Please substitute "nonzero" for "even-odd" in the material from the line containing "white football jersey" through the end, leaving everything else unchanged and giving back only that part. Leave the pictures out of your answer.
+---+
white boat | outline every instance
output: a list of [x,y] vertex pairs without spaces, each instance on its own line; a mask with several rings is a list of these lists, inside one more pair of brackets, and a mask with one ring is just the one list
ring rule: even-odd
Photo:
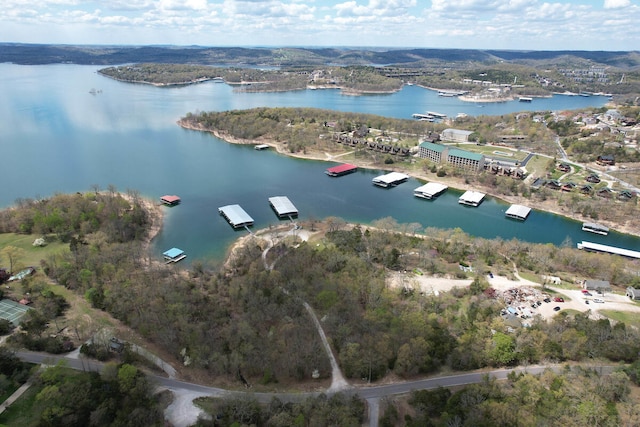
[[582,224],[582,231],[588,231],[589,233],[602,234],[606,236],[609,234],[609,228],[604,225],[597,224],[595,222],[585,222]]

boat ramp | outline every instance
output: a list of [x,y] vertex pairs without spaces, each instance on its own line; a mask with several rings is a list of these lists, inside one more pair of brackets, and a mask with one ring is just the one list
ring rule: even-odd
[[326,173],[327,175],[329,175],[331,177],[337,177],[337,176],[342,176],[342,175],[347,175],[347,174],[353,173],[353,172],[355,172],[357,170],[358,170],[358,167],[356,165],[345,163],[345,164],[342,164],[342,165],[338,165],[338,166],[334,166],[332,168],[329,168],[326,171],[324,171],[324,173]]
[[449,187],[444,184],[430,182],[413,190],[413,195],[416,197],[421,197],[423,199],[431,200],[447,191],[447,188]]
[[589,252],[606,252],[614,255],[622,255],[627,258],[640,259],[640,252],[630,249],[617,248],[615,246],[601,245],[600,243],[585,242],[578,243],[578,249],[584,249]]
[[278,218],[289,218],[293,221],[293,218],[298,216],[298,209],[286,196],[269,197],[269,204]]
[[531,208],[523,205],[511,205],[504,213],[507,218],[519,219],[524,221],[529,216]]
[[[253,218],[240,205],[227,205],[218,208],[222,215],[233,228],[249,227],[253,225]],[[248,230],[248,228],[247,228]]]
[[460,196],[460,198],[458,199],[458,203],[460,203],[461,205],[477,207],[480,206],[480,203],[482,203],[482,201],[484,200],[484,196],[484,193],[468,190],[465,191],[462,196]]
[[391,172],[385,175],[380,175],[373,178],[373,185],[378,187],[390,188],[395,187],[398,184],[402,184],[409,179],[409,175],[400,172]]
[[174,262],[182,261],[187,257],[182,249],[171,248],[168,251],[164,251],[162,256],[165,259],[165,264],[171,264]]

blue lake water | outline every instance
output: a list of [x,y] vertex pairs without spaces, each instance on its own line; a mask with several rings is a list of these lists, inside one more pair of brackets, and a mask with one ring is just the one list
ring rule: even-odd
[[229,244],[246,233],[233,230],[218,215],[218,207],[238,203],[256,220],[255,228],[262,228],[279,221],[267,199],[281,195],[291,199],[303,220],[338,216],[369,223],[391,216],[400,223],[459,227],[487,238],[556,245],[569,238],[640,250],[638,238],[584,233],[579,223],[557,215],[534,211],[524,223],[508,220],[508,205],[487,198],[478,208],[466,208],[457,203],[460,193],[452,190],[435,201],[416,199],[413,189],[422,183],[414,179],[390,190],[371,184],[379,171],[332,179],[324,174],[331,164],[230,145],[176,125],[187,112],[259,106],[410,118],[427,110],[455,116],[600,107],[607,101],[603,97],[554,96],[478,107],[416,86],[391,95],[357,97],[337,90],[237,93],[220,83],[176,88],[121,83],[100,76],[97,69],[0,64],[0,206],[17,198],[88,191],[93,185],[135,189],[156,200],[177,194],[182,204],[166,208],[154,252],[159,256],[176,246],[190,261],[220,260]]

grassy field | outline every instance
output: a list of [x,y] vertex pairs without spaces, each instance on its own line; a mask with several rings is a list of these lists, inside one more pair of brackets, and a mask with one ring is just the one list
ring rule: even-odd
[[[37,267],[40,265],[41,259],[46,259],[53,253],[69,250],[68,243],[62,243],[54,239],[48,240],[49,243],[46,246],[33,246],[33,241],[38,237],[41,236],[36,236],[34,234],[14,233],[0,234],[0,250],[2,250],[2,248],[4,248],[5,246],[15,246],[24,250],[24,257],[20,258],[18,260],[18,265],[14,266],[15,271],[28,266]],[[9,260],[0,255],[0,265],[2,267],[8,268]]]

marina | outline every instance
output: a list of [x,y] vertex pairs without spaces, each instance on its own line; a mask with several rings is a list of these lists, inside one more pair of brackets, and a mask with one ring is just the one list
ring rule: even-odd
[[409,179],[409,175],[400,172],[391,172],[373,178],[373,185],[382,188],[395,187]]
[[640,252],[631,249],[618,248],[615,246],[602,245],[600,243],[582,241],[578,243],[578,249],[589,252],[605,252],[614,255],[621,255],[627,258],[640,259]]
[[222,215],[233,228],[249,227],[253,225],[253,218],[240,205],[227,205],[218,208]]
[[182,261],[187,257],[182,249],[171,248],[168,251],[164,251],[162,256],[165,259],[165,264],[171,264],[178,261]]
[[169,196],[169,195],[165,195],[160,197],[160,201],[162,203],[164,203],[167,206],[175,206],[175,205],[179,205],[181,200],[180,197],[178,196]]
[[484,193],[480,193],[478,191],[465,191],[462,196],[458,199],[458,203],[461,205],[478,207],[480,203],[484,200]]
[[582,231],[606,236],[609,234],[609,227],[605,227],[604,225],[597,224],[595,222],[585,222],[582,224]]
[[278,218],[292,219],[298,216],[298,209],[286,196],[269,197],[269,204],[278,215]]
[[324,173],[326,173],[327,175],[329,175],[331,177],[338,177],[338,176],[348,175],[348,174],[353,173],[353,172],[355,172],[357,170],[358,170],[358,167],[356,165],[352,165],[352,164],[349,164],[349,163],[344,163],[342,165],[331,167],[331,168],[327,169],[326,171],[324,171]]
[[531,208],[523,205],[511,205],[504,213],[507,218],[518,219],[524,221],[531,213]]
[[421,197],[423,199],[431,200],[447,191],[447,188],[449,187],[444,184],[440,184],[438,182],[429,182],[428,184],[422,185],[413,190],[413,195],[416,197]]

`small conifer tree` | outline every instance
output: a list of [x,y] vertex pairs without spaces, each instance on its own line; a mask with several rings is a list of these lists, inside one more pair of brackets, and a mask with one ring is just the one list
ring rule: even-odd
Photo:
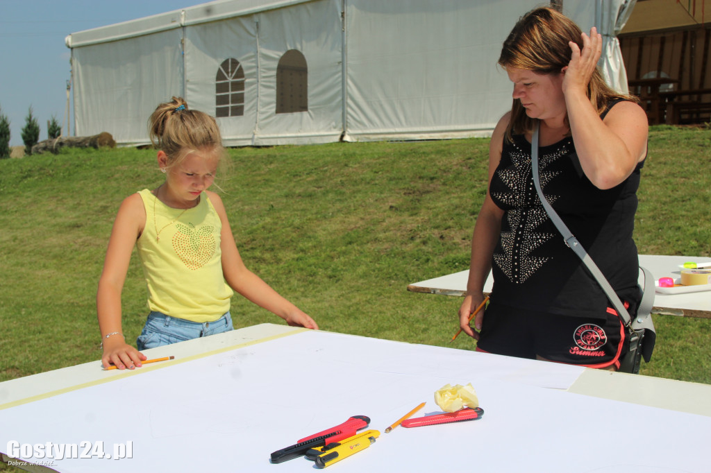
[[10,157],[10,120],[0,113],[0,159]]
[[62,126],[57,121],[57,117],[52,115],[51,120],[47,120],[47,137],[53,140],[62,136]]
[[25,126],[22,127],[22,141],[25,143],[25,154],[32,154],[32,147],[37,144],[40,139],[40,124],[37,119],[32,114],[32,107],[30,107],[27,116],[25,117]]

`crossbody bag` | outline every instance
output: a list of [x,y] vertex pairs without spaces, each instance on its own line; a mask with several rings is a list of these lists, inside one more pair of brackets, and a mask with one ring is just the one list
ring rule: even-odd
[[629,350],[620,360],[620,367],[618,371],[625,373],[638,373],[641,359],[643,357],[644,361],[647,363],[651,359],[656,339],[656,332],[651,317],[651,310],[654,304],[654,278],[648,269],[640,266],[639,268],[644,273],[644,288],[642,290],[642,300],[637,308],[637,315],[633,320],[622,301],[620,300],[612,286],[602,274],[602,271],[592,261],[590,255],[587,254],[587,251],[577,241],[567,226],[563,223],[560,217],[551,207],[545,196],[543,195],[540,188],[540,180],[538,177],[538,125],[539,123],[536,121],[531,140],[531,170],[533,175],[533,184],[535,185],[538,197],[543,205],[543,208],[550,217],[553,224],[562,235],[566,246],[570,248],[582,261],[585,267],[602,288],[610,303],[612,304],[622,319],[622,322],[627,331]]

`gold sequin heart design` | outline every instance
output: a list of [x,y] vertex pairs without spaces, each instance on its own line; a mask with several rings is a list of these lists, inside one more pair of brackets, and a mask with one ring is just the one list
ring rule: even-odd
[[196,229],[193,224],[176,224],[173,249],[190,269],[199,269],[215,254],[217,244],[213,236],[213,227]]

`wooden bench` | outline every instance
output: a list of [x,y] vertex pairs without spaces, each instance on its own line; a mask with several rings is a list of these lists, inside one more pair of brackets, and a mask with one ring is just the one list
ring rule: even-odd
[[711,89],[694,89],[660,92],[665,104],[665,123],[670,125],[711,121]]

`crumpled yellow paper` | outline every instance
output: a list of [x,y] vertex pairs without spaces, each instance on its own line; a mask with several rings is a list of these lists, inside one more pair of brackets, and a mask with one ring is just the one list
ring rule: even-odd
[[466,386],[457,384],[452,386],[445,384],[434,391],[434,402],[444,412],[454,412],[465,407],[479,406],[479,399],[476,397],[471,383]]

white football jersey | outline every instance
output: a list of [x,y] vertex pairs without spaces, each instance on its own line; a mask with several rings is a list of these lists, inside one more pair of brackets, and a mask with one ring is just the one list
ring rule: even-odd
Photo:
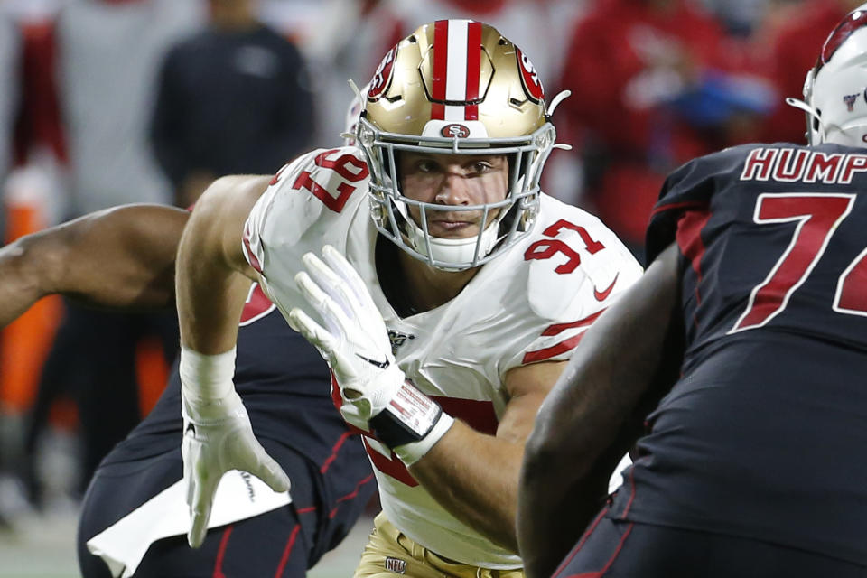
+---+
# Solution
white football jersey | outline every instance
output: a list of [x,y] vertex pairs without spaces, each instance on its own line; a mask with several rings is a list of these lists, inside one more pair of brackets, and a mask with one ring is just the one list
ring rule: nonzero
Photo:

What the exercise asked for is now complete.